- **TASK TO CARRY OUT**:
Transcribe the listing below word for word.

━━━ DATASET

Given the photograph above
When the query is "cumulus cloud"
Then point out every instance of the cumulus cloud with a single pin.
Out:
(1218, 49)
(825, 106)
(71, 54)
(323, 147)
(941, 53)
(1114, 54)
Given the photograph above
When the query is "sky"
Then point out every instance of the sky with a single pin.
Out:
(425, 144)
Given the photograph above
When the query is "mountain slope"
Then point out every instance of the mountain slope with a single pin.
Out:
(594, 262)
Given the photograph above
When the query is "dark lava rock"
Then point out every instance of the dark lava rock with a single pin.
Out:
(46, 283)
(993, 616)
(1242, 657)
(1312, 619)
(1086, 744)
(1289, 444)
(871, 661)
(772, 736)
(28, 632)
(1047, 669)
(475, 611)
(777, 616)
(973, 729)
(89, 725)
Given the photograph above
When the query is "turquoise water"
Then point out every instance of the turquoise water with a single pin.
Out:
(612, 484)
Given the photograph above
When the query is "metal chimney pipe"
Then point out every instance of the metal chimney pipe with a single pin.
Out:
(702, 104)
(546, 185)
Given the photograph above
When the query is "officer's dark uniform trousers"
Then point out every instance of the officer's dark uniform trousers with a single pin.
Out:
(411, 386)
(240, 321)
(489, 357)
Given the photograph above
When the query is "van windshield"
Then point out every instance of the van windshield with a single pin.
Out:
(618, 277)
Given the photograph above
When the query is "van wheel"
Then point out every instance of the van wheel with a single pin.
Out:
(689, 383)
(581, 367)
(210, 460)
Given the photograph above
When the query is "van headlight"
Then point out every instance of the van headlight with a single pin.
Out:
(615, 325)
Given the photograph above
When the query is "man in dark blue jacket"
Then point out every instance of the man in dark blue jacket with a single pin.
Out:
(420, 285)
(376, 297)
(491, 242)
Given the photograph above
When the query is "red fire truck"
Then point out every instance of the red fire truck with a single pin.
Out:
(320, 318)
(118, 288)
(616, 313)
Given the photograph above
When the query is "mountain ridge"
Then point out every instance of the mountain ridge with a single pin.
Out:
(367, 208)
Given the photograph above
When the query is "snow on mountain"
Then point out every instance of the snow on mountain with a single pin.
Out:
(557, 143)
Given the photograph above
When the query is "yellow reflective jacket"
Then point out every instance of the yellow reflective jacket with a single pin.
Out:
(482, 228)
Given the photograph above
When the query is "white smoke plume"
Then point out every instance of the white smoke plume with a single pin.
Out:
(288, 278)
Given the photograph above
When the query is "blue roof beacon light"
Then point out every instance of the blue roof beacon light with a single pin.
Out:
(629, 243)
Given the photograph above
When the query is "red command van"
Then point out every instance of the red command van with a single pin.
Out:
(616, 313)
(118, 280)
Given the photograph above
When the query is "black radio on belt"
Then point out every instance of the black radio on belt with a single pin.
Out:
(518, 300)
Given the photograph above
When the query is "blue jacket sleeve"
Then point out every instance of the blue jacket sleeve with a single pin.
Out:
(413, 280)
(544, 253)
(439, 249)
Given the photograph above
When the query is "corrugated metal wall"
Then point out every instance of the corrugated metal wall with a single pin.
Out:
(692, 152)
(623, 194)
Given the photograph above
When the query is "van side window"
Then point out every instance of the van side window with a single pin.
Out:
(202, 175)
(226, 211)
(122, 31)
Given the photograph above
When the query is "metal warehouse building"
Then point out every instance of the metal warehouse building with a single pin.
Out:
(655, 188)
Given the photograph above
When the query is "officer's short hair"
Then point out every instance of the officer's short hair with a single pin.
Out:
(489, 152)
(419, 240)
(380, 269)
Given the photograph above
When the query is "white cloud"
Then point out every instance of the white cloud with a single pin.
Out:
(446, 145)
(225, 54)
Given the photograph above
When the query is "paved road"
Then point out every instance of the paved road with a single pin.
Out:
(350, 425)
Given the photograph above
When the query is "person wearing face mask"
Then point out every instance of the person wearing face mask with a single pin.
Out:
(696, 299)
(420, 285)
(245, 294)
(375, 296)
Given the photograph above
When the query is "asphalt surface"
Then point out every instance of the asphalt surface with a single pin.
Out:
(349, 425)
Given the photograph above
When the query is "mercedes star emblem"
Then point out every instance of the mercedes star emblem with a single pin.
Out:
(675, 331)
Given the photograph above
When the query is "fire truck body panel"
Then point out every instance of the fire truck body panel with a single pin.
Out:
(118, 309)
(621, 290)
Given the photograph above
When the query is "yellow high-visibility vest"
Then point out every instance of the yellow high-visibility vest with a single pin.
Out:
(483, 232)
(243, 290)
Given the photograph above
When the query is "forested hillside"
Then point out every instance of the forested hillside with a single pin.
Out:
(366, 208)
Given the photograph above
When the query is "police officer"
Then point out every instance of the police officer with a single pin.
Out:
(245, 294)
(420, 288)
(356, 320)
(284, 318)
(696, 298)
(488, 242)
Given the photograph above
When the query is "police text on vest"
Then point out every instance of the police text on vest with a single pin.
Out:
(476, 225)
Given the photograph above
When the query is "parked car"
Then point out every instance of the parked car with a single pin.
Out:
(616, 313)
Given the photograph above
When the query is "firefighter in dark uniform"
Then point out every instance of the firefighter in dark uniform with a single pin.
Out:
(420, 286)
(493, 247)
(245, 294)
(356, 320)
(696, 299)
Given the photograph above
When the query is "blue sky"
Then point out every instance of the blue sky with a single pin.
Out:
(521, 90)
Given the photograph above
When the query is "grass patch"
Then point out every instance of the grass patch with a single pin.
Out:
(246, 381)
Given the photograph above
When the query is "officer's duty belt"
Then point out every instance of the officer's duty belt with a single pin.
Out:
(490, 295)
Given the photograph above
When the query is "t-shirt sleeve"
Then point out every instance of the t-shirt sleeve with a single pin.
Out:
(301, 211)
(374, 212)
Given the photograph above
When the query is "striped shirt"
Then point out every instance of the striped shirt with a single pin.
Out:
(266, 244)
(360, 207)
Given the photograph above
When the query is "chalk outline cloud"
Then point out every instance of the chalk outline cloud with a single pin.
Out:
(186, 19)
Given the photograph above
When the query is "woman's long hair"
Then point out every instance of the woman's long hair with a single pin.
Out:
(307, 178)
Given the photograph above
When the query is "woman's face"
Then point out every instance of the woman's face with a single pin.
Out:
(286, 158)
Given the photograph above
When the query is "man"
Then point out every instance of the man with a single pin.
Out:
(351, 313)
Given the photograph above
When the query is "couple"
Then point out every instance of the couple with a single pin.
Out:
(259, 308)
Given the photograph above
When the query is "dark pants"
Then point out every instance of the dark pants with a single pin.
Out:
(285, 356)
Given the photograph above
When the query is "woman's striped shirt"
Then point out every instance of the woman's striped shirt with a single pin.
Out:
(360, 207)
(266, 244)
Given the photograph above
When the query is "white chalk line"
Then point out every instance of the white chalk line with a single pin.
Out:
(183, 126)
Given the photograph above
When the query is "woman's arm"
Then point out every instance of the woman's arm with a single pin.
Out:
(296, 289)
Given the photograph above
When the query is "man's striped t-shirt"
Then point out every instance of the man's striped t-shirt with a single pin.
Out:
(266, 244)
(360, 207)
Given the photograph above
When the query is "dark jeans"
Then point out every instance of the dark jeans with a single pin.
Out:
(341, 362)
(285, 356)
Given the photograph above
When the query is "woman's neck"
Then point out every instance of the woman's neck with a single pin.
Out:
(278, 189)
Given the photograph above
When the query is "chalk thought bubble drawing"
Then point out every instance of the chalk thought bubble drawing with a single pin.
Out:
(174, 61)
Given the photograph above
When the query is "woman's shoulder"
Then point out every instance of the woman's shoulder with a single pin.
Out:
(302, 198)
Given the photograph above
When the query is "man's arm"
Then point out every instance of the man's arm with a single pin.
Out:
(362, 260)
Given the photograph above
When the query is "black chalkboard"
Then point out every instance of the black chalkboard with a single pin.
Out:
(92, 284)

━━━━━━

- **EXERCISE OUTPUT**:
Given the photograph above
When the query is "cumulus cloud"
Then point out every instance of the cumulus cloud with a single pin.
Out:
(1218, 49)
(825, 106)
(71, 54)
(323, 147)
(941, 53)
(1114, 54)
Given the photograph above
When the query is "sky"
Then point out every instance of the sky with a single pin.
Out:
(425, 144)
Given the photograph above
When the query is "mountain slope"
Then point out every instance of the mountain slope with a single pin.
Out:
(594, 262)
Given the photograph above
When the query is "dark lava rock"
Then point out every instance of the dark lava rock with a single pin.
Out:
(46, 283)
(993, 616)
(1242, 657)
(1312, 619)
(1086, 744)
(1289, 444)
(871, 661)
(772, 736)
(28, 632)
(1047, 669)
(475, 611)
(777, 616)
(973, 729)
(89, 725)
Given the photograph above
When the query is "turquoise water"
Then point out every instance of the turquoise water with a single pin.
Out:
(612, 484)
Given the photograph above
When the query is "metal chimney pipe"
Then point out every instance of the metal chimney pipe with a single pin.
Out:
(702, 104)
(546, 185)
Given the photograph above
When the query is "officer's dark uniform trousers"
Then point out every instance of the officer's dark uniform trousers with a single pin.
Out:
(411, 386)
(240, 321)
(489, 357)
Given the photograph above
When the query is "van windshield"
Then point out every instance of the van windshield with a single pin.
Out:
(618, 277)
Given the photograph above
When the query is "van wheel"
Then point out every instance of the van wheel with a single pin.
Out:
(689, 383)
(581, 367)
(210, 460)
Given the photograph above
When the query is "van headlight"
Then point out every instance of the van headlight with a single pin.
Out:
(615, 325)
Given the photograph above
When the query is "man in dark blue jacket"
Then point out every instance of the man in dark blue jacket with a single pin.
Out:
(420, 285)
(376, 297)
(491, 242)
Given the photograph above
When the query is "red fire truck"
Then point out every instance of the red fire truck with a single pin.
Out:
(320, 318)
(118, 288)
(616, 313)
Given the photograph above
When the query is "mountain ridge"
Then point out every instance of the mountain ridge with a single pin.
Out:
(367, 208)
Given the photograph above
When the query is "snow on mountain"
Then point out every instance of the snow on mountain with a single pin.
Out:
(557, 143)
Given the photograph above
When the query is "yellow reflective jacket"
Then point out every instance of the yellow reflective jacket with a single pin.
Out:
(482, 228)
Given the photograph above
When the query is "white smoke plume"
Then point out every instance of the white smoke plume with a single pin.
Out:
(288, 278)
Given the photograph above
When the query is "blue roof beacon light"
Then point out every instance of the blue roof beacon light with a single pin.
Out:
(629, 243)
Given the photograph above
When the query is "red command van"
Then point out every instance of the red command van with a single pin.
Out:
(616, 313)
(118, 280)
Given the photograph above
When the query is "black radio on belt"
Then point out every instance of the black radio on belt with a single pin.
Out:
(518, 300)
Given the photograph above
When the query is "blue jacket sleeve"
Then point out every instance of the blue jacket sleeve with a single pin.
Out:
(413, 280)
(544, 253)
(439, 249)
Given the photograph above
When the query is "corrugated metal wall"
Then point out every instance of the corrugated metal wall with a single pin.
Out:
(692, 152)
(623, 194)
Given the photograph above
When the query is "van side window"
Then point out every instance of the van side window with a single pin.
Out:
(202, 175)
(226, 211)
(122, 31)
Given the photograph above
When the query is "metal warehouse building"
Then point out every instance of the metal warehouse building with a single pin.
Out:
(655, 188)
Given the photograph above
When the query is "officer's short hair"
Then point out every instance of the officer's short hair with a single pin.
Out:
(489, 152)
(419, 240)
(380, 269)
Given the photograph above
When the query is "white cloud"
Then point out every instance of the white cloud with a single pin.
Out:
(446, 145)
(225, 54)
Given the photograph above
When the query is "paved road"
Then point out every instance of the paved road with a single pin.
Out:
(350, 425)
Given the photograph above
When the query is "person wearing face mask"
Then point out every instance of the person wearing face mask with a single pin.
Out:
(696, 299)
(420, 285)
(245, 294)
(375, 296)
Given the photograph above
When the query is "asphalt surface"
Then point out every instance of the asphalt surface with a single pin.
Out:
(349, 425)
Given the photograph above
When the query is "mercedes star emblem"
Then point out every instance of the mercedes star emblem with a single pin.
Out:
(675, 331)
Given the photograph above
When the query is "fire truck body panel"
Then point out every instance of the fire truck body panel with a single pin.
Out:
(118, 309)
(621, 290)
Given the photograph above
When the query is "yellow high-visibility vest"
Then point out every instance of the yellow high-visibility vest with a single pin.
Out:
(483, 232)
(243, 290)
Given the photograph above
When the query is "forested hillside"
Then point out every instance of the forested hillside with a single pin.
Out:
(366, 208)
Given the photograph above
When the query is "police officer"
Then point out every instance of the police officer with a single pin.
Out:
(245, 294)
(420, 288)
(356, 320)
(284, 318)
(696, 298)
(488, 242)
Given the photograph above
When the query is "police text on vest"
Then point out every instance of the police text on vest with a single pin.
Out:
(476, 225)
Given the photograph above
When the query is "parked car"
Then point out every instance of the parked car with a single pin.
Out:
(616, 313)
Given the photograph above
When the query is "firefighter in dark uniform"
Then point out every instance of the firefighter in dark uniform with a single pin.
Out:
(420, 286)
(493, 247)
(245, 294)
(356, 320)
(696, 299)
Given the photograph above
When the query is "blue sky"
Then point out every instance of the blue sky with a single pin.
Out:
(521, 90)
Given the photograph above
When the query is "grass patch"
Then point out every instance of the grass patch with a single pin.
Out:
(246, 381)
Given the photograph above
When the query is "officer's duty belt"
Then point out every instance of the officer's duty belt with a single pin.
Out:
(490, 295)
Given the photograph above
When the query is "t-shirt sleeve"
Then point out every instance of the t-shirt sleeve with a single pin.
Out:
(301, 211)
(374, 212)
Given the photograph above
When the query is "striped shirt"
Then point out every instance of the striped shirt with a single pin.
Out:
(266, 244)
(360, 207)
Given the photograph above
When the query is "chalk outline cloud"
Then point out every instance of the chalk outline cloud with a single pin.
Out:
(186, 19)
Given the photograph above
When the query is "woman's long hair"
Then point out every instance of the woman's long hair with a single pin.
Out:
(307, 178)
Given the photograph above
When the query is "woman's face"
Then point out every instance of the woman's face with a single pin.
Out:
(286, 158)
Given the photograph above
When the query is "man"
Then point out every instance of the man with a single pin.
Out:
(351, 313)
Given the photograph above
When the query is "couple"
Then point out every instance of the couple with a single pin.
Out:
(259, 308)
Given the photograph above
When the query is "dark pants"
Then point out every instance of the dark pants with a single pin.
Out:
(285, 356)
Given the photograph above
When the query is "woman's striped shirt"
Then point out every instance of the woman's striped shirt with a single pin.
Out:
(360, 207)
(266, 244)
Given the photograph above
When the query is "white chalk line"
Then point out every instance of the white chalk line with a single pin.
Out:
(183, 126)
Given the photograph above
When the query is "woman's arm"
Then point out every instance of the woman's arm with a single pin.
Out:
(296, 289)
Given the photograph above
When the query is "man's striped t-shirt"
Then point out every instance of the man's striped t-shirt with a single pin.
Out:
(266, 244)
(360, 207)
Given the photograph above
When the query is "dark jeans"
Then point out every instance of the dark jeans with a single pin.
Out:
(341, 362)
(285, 356)
Given the photograph above
When the query is "woman's neck"
Then point out every instance of the woman's neck with a single pin.
Out:
(278, 189)
Given the photograph above
When the query is "chalk thought bubble drawing"
Then point out every instance of the chalk thought bubble drawing with a single pin.
Out:
(174, 61)
Given the photograph above
When the query is "woman's shoulder"
Then point out every instance of the woman's shoulder with a single pin.
Out:
(302, 198)
Given the photograph above
When the query is "man's arm"
Then point out every instance of the man's arm with a single pin.
Out:
(362, 260)
Given the photograph above
When the query is "black chalkboard"
Then point out every instance of the black chalkboard with a single pin.
Out:
(92, 284)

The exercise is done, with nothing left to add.